Stated task: Copy out the part of the records that opens with the line containing "Indicate the car grille" and runs to the end of the records, including every request. Offset each coordinate in the answer points by -6, and leave the requests and their sample points unchanged.

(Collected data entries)
□ □ □ □ □

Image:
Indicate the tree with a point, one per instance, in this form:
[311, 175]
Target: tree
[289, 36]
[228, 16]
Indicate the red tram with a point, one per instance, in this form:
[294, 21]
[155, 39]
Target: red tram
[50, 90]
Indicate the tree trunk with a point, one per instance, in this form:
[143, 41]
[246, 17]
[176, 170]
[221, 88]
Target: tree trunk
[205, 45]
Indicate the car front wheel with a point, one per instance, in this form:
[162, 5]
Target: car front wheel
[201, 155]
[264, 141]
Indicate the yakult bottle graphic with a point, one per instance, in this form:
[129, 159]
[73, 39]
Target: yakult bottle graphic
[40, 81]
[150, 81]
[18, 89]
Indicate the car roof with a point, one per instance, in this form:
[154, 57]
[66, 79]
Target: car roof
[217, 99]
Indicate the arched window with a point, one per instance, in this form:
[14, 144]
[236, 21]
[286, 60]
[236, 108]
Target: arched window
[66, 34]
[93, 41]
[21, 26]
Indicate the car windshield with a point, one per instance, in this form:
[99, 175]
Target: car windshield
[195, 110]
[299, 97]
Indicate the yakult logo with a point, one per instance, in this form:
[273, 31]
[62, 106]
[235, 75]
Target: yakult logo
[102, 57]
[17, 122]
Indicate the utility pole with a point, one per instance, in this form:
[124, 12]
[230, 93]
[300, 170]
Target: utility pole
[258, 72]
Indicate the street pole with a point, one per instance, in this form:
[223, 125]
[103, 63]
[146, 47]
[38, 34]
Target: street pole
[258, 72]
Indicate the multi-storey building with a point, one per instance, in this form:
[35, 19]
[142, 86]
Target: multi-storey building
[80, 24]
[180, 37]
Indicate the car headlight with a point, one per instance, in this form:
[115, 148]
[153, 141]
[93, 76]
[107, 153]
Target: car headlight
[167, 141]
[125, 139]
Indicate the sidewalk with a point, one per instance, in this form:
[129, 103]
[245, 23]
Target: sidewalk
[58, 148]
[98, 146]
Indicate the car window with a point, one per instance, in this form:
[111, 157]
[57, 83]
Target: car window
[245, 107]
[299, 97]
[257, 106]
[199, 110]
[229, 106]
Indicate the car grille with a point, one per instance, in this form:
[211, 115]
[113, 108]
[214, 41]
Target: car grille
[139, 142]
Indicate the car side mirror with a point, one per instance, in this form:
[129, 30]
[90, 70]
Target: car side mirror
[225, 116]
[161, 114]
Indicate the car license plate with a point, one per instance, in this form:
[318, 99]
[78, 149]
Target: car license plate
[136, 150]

□ □ □ □ □

Problem solution:
Indicate the car grille with a point, one per instance, in this form:
[211, 115]
[113, 108]
[214, 41]
Target: car grille
[133, 136]
Indicate the car side mirror with a point, one per instance, in this form:
[129, 30]
[90, 70]
Target: car side mirror
[219, 110]
[155, 108]
Indicate the car license plate with a point, one per instance, in this form:
[318, 99]
[78, 149]
Target: car license plate
[130, 144]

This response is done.